• THE TASK
Decide whether each statement agrees with the home safety checklist below, and back each yes or no with the deciding words quoted from it. 1. Free-standing lamps should be kept in front of heavy furniture. 2. Ammunition should be kept in a container separate from the gun. 3. Hazardous products may be stored in drinking bottles if they are clearly labeled.

• TEXT BLOCK

A checklist has been provided below as a guide to help you keep your home safe. In addition to the points provided, be sure to look carefully around your home to see what else you can do to ensure your child’s safety. By doing this, when your baby does start to reach for things or crawl to things, you won’t have to worry about baby’s safety.

 

Use the following checklist as a guide to help you keep your home safe. You may want to print a copy of this checklist and keep it close by as an easy reference.

  • Post all emergency numbers by the phone.
  • Post the emergency number for poison control centre.
  • Post the emergency number for police.
  • Post the emergency number for fire department. 
  • Post the emergency number for ambulance. 
  • Post the emergency number for local hospital. 
  • Post the emergency number for the hydro—in case of a power outage.
  • Post the emergency number for gas—in case of a gas leak. 
  • Put safety coverings on all electrical outlets.
  • Lock up all hazardous products.
  • Lock up drugs and medications (many children can take off childproof safety tops)—don't forget those that are in purses or jackets of guests, such as grandparents.
  • Lock up cleaning solutions. 
  • Lock up cigarettes, tobacco, matches and lighters. 
  • Lock up alcoholic beverages. 
  • Lock up garbage.
  • Lock up soiled diapers and diaper pails. 
  • Lock up skin care products and container caps, cornstarch and diaper pins. 
  • Lock up plastic and dry cleaning bags.
  • Lock up cat litter boxes and pet food.
  • Lock up electrical, computer and telephone cords and cables.
  • Lock up batteries.
  • Lock up breakable materials.
  • Lock up items that are personally valuable. 
  • Lock up all guns in a cabinet that is secured to the structure of the building.
  • Lock up the ammunition in a separate container; secure the gun with a trigger lock that needs a special key or wrench; and keep the key or wrench locked up separately from the gun. 
  • Ensure that all cleaning materials, medications and toxic substances are clearly labeled. Never store hazardous products in drinking bottles. 
  • Remove all objects that your child could use to reach dangerous items or climb out of the crib or playpen. 
  • Remove all locks on the inside of doors so your child cannot lock himself in a room. 
  • Keep all hanging curtain or blind cords out of reach. 
  • Keep free-standing lamps behind heavy furniture. 
  • Ensure all windows that open have screens and locks. 
  • Secure loose flooring or rugs. 
  • Check for tiny objects buried in rugs. 
  • Toss a towel over the top of the door—this prevents doors from slamming shut and hurting fingers. 
  • Ensure furniture is sturdy, splinter-free and without sharp edges.

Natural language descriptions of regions
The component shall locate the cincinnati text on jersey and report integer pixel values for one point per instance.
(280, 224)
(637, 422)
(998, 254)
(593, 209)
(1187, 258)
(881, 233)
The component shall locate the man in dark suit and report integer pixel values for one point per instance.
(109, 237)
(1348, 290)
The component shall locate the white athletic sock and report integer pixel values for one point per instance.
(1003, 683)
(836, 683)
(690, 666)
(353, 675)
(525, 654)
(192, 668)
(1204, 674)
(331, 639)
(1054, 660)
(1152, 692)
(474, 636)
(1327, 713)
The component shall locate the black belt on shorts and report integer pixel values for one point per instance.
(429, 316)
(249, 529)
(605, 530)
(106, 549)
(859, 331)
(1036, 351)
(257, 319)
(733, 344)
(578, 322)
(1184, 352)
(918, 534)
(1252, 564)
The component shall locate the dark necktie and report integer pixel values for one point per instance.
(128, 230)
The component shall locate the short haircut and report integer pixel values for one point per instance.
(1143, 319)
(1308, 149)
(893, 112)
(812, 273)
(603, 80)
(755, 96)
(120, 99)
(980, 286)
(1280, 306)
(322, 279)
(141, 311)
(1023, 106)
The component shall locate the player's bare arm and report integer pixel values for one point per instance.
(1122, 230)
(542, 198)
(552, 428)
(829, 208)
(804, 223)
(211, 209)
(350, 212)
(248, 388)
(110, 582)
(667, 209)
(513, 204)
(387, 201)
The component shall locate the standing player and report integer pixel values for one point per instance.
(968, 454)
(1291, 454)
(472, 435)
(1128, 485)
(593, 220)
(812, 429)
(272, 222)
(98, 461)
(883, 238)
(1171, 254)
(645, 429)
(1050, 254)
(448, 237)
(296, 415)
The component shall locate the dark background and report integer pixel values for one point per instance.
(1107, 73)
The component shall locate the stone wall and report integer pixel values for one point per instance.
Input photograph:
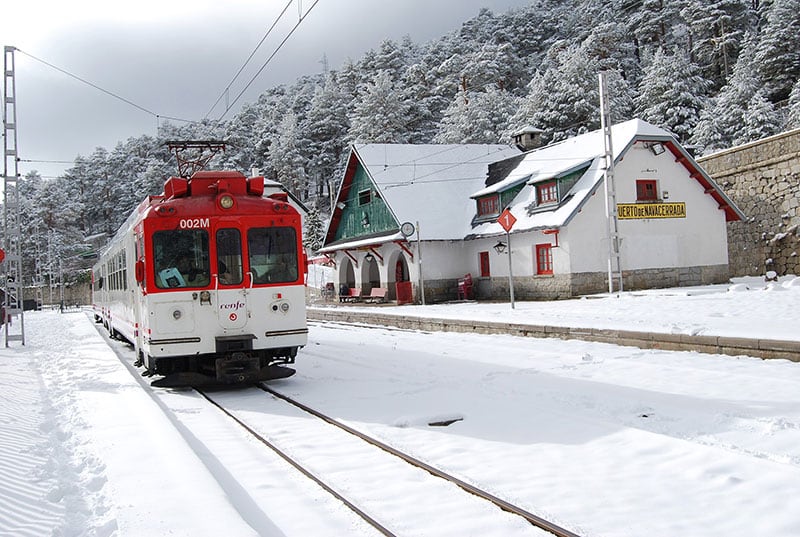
(763, 179)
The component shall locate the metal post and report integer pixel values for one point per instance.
(614, 257)
(12, 280)
(510, 273)
(421, 279)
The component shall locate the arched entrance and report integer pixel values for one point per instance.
(347, 276)
(372, 274)
(403, 290)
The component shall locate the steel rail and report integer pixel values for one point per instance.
(535, 520)
(368, 519)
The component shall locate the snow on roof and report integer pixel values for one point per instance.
(431, 184)
(558, 160)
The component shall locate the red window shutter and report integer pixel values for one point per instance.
(484, 262)
(544, 259)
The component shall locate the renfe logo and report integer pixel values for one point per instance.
(235, 306)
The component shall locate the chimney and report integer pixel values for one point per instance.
(528, 138)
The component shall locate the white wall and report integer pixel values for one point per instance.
(698, 239)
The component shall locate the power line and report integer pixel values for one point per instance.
(107, 92)
(285, 39)
(228, 87)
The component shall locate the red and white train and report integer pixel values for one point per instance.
(207, 282)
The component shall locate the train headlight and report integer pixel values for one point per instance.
(226, 201)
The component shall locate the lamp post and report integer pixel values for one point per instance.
(507, 220)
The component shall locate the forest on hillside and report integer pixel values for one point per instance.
(716, 73)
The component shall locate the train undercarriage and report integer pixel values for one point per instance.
(227, 368)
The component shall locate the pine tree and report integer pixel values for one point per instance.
(716, 28)
(721, 123)
(326, 126)
(381, 114)
(778, 52)
(314, 228)
(477, 118)
(793, 109)
(672, 94)
(288, 159)
(760, 120)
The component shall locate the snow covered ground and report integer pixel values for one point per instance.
(605, 440)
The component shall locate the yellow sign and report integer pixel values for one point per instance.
(631, 211)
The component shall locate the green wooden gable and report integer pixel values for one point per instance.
(365, 213)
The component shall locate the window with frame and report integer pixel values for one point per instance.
(544, 259)
(646, 190)
(489, 205)
(484, 264)
(547, 193)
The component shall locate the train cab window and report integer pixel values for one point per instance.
(229, 256)
(272, 254)
(181, 258)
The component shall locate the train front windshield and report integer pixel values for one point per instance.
(272, 254)
(182, 257)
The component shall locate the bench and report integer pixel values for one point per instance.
(353, 295)
(377, 294)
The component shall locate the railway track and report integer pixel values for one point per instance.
(383, 528)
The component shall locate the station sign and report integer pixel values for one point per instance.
(637, 211)
(507, 220)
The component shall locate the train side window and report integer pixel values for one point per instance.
(229, 256)
(272, 254)
(181, 258)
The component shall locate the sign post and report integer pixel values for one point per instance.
(507, 220)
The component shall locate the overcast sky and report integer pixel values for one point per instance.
(174, 58)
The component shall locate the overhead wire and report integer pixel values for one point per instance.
(101, 89)
(250, 57)
(269, 59)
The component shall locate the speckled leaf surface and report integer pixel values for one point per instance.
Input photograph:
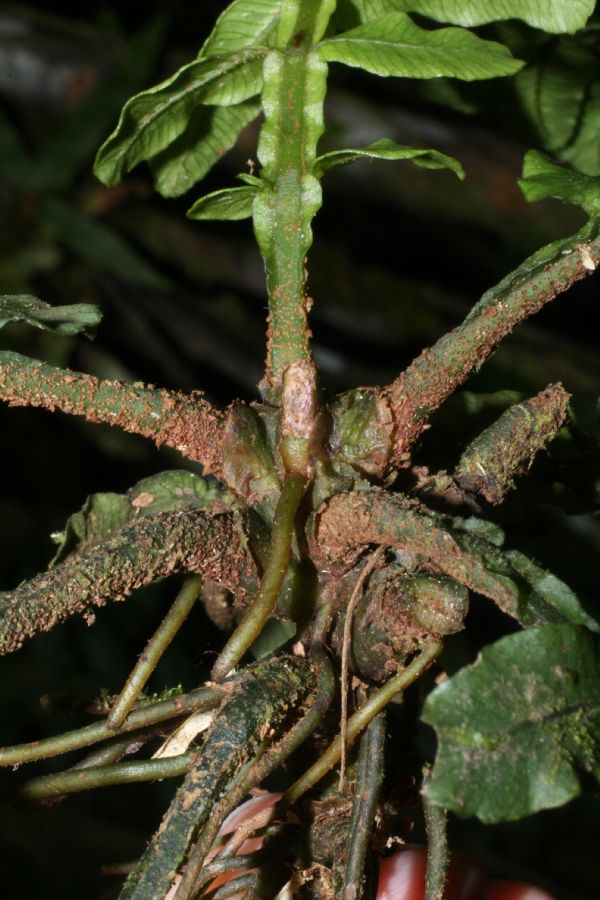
(519, 728)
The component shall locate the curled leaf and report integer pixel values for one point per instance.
(388, 149)
(61, 319)
(229, 204)
(520, 728)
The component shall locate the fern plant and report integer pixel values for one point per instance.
(338, 562)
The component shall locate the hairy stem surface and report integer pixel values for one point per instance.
(293, 105)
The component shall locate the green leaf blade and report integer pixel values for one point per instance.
(229, 204)
(244, 23)
(554, 16)
(518, 727)
(212, 131)
(103, 514)
(67, 320)
(543, 178)
(394, 46)
(152, 120)
(387, 149)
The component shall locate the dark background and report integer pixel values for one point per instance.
(400, 256)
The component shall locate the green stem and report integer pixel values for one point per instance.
(492, 460)
(123, 773)
(366, 795)
(293, 105)
(275, 568)
(375, 704)
(350, 521)
(155, 648)
(151, 548)
(188, 423)
(110, 753)
(439, 370)
(242, 887)
(273, 757)
(148, 714)
(264, 702)
(437, 850)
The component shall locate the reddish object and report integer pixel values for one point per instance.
(402, 877)
(515, 890)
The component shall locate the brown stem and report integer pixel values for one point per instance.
(151, 548)
(434, 375)
(491, 461)
(348, 522)
(186, 422)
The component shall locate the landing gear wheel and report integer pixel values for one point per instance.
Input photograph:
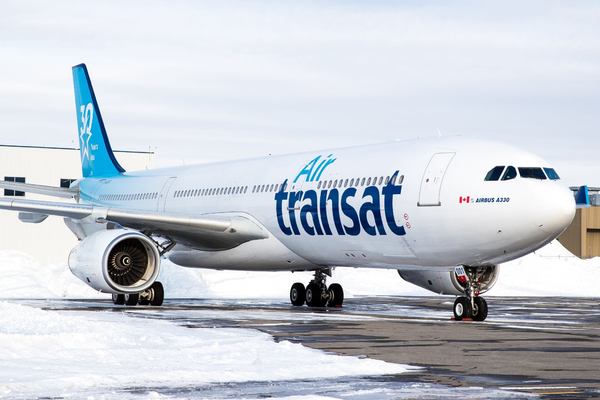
(118, 299)
(132, 299)
(298, 294)
(157, 294)
(480, 310)
(462, 308)
(314, 296)
(336, 295)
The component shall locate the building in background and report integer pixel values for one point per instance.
(582, 237)
(49, 241)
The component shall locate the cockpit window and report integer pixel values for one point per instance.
(494, 173)
(534, 173)
(510, 173)
(552, 174)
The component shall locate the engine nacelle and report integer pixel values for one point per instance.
(116, 261)
(448, 282)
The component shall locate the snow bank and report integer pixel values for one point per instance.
(551, 271)
(53, 353)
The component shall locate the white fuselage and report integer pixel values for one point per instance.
(401, 205)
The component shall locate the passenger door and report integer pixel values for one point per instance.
(431, 184)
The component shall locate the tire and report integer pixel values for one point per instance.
(462, 308)
(118, 299)
(132, 299)
(313, 295)
(158, 295)
(337, 295)
(480, 310)
(298, 294)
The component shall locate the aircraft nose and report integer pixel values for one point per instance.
(559, 211)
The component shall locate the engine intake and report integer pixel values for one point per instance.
(116, 261)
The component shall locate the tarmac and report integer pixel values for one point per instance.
(546, 347)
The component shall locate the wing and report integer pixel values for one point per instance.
(68, 193)
(218, 231)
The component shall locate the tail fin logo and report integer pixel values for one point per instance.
(85, 131)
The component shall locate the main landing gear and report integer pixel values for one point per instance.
(153, 296)
(470, 306)
(316, 293)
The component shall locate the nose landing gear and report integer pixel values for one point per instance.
(316, 293)
(470, 306)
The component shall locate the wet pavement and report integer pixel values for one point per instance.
(528, 347)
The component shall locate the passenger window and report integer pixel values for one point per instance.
(533, 173)
(510, 173)
(552, 174)
(495, 173)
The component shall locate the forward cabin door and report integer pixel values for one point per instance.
(431, 184)
(161, 204)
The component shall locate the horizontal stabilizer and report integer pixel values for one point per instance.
(67, 193)
(32, 218)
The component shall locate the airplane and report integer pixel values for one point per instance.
(443, 212)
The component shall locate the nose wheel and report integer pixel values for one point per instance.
(316, 293)
(472, 305)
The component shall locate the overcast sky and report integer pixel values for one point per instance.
(205, 81)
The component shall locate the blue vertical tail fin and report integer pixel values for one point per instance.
(97, 158)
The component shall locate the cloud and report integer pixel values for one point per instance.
(246, 79)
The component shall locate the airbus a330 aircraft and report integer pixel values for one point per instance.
(444, 212)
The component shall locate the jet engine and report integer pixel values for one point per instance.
(449, 282)
(116, 261)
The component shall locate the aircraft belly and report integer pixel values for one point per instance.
(259, 255)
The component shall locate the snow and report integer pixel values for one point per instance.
(551, 271)
(53, 353)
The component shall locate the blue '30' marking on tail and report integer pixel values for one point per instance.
(97, 158)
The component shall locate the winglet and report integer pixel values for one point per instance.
(97, 158)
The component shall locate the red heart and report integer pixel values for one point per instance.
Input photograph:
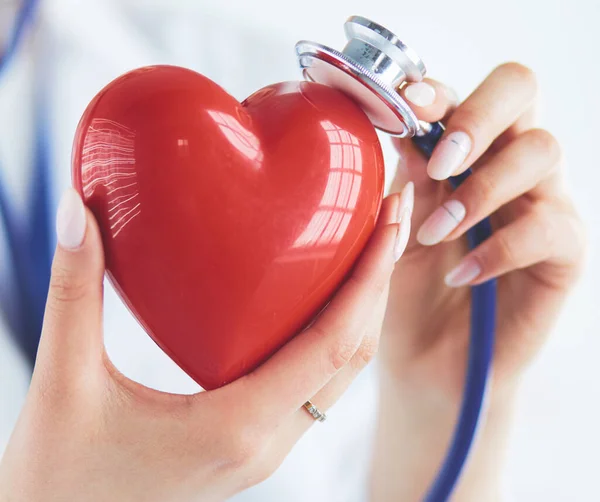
(226, 226)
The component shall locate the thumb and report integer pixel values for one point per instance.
(72, 331)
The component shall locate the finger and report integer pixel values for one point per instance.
(73, 319)
(516, 170)
(337, 386)
(429, 99)
(494, 106)
(302, 367)
(543, 234)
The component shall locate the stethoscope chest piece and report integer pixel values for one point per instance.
(370, 69)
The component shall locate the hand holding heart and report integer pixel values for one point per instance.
(89, 433)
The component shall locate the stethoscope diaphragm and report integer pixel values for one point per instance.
(371, 70)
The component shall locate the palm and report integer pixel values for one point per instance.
(427, 325)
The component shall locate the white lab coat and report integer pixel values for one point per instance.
(244, 45)
(87, 44)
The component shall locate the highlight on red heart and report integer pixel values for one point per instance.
(227, 226)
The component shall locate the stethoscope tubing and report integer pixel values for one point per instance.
(483, 305)
(481, 346)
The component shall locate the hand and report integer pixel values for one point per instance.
(88, 433)
(536, 252)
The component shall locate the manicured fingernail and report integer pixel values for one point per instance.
(403, 235)
(420, 94)
(441, 222)
(407, 199)
(451, 95)
(449, 155)
(464, 273)
(70, 220)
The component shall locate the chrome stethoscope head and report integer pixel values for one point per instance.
(370, 69)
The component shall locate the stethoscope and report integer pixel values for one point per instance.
(371, 68)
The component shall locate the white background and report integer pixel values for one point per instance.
(554, 454)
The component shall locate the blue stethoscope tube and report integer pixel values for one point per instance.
(483, 327)
(32, 276)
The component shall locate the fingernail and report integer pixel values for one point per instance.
(464, 273)
(441, 222)
(70, 220)
(449, 155)
(420, 94)
(407, 200)
(451, 95)
(403, 235)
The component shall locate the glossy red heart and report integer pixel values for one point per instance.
(226, 226)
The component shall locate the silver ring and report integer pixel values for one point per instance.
(314, 411)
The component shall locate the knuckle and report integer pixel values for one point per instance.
(242, 446)
(483, 189)
(262, 470)
(469, 119)
(507, 253)
(341, 352)
(544, 141)
(543, 227)
(65, 288)
(367, 350)
(521, 72)
(372, 286)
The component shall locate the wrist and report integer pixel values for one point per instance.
(413, 433)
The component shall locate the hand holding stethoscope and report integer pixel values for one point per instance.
(536, 251)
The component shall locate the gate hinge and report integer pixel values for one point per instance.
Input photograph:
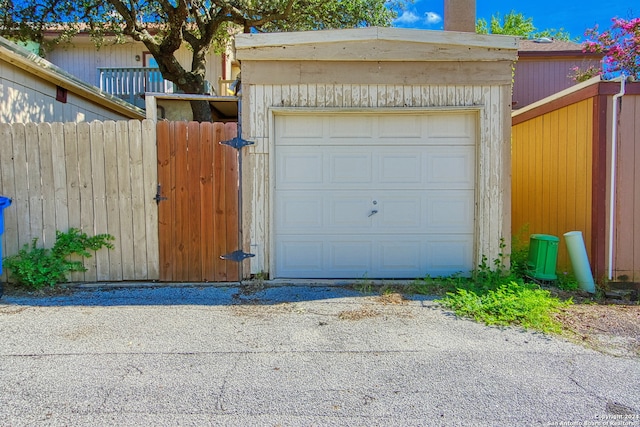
(236, 256)
(237, 143)
(158, 198)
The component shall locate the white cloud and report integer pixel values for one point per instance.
(407, 18)
(432, 18)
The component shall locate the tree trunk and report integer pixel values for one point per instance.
(201, 111)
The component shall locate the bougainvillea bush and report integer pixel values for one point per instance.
(620, 46)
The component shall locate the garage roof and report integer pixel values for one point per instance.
(376, 44)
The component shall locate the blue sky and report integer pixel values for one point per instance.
(573, 16)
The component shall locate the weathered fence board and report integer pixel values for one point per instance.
(99, 177)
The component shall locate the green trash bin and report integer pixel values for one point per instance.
(543, 256)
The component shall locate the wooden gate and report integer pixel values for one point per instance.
(197, 201)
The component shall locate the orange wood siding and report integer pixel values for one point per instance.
(627, 214)
(552, 175)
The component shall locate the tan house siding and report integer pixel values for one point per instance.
(82, 59)
(27, 98)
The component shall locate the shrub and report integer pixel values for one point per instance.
(35, 267)
(513, 303)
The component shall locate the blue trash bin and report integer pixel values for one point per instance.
(4, 202)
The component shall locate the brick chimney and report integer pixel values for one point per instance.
(460, 15)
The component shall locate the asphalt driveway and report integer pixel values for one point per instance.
(291, 356)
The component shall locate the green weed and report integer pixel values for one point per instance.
(510, 304)
(35, 267)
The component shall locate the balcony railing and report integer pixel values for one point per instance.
(130, 83)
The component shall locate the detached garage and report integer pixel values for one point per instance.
(379, 152)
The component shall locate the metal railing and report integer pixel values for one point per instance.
(130, 83)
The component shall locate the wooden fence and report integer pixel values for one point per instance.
(99, 177)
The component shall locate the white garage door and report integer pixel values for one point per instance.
(377, 196)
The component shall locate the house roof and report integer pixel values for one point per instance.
(33, 64)
(548, 47)
(375, 44)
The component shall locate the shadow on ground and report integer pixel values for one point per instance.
(181, 294)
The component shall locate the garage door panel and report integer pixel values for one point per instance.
(400, 167)
(450, 212)
(348, 167)
(400, 257)
(348, 212)
(298, 167)
(298, 211)
(400, 213)
(450, 167)
(300, 257)
(349, 257)
(447, 255)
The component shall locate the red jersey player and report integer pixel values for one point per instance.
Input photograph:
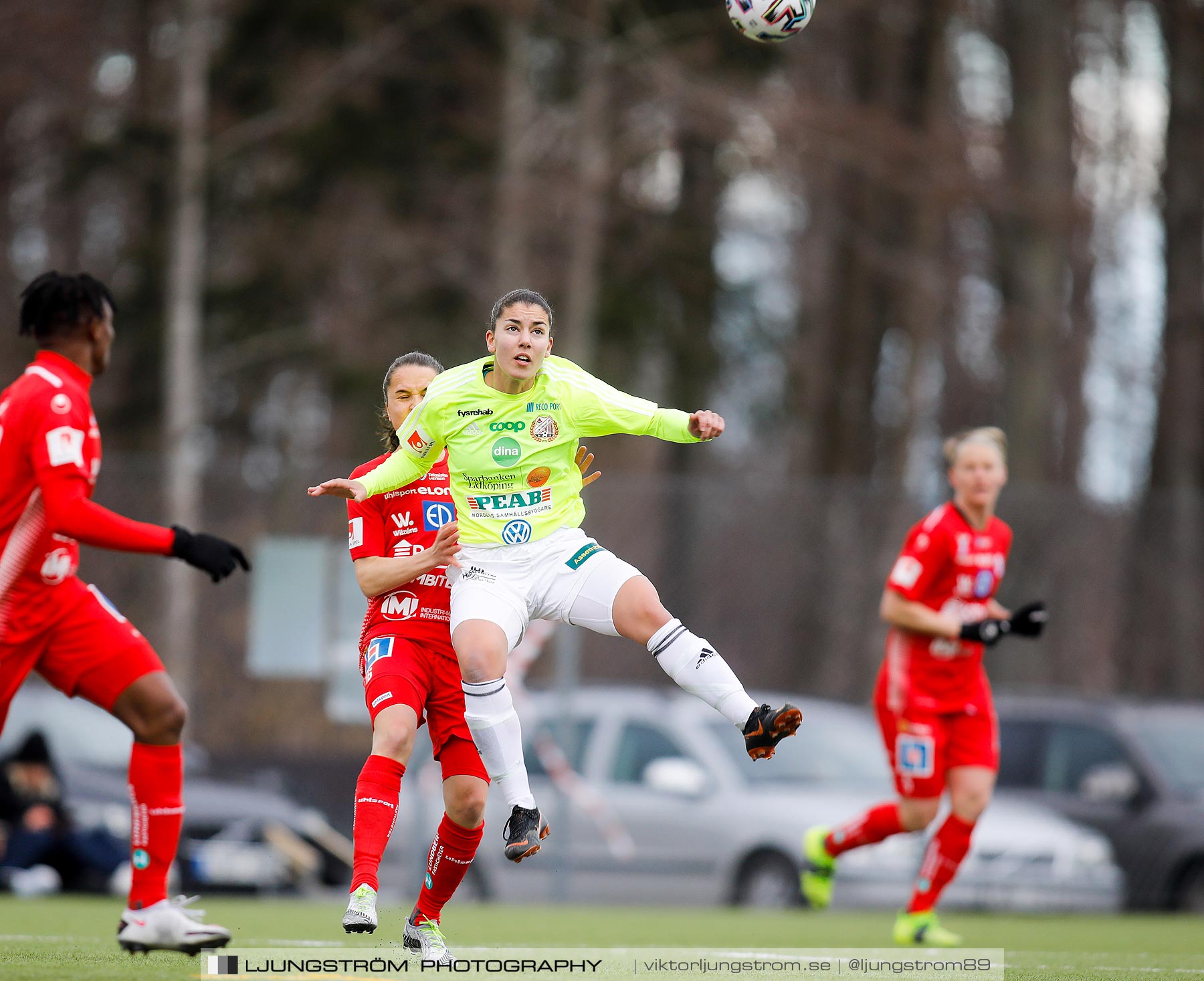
(932, 698)
(54, 623)
(403, 543)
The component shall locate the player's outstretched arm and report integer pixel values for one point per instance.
(706, 424)
(584, 460)
(353, 490)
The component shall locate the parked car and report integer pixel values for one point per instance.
(1133, 770)
(234, 837)
(710, 826)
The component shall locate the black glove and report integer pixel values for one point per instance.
(209, 553)
(987, 631)
(1029, 620)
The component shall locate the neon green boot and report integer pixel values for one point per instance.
(819, 869)
(922, 930)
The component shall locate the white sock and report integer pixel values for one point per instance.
(489, 712)
(695, 665)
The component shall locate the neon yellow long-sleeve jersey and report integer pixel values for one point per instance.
(512, 457)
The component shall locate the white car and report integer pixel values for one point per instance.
(680, 815)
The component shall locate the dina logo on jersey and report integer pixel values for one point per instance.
(517, 532)
(506, 506)
(506, 451)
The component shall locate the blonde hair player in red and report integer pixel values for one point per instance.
(932, 698)
(403, 543)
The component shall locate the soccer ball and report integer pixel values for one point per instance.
(771, 21)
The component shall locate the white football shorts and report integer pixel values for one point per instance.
(566, 577)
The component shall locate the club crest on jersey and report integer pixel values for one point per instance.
(66, 445)
(399, 606)
(379, 649)
(419, 442)
(544, 429)
(436, 514)
(914, 755)
(504, 507)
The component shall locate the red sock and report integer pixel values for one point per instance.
(878, 823)
(944, 854)
(157, 778)
(447, 862)
(376, 812)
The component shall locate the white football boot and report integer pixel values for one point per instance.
(361, 916)
(424, 939)
(169, 926)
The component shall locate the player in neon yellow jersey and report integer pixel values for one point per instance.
(510, 424)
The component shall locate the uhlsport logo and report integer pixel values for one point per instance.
(506, 451)
(222, 963)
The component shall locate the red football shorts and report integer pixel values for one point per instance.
(425, 677)
(92, 651)
(922, 746)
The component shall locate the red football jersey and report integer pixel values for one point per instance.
(47, 427)
(954, 568)
(399, 524)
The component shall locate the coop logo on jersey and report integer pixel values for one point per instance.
(504, 507)
(544, 429)
(419, 442)
(223, 963)
(66, 445)
(506, 451)
(377, 650)
(914, 755)
(490, 481)
(983, 584)
(57, 567)
(436, 514)
(517, 534)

• YOUR SOLUTION
1. No: "Keep free-standing lamps behind heavy furniture."
2. Yes: "Lock up the ammunition in a separate container"
3. No: "Never store hazardous products in drinking bottles."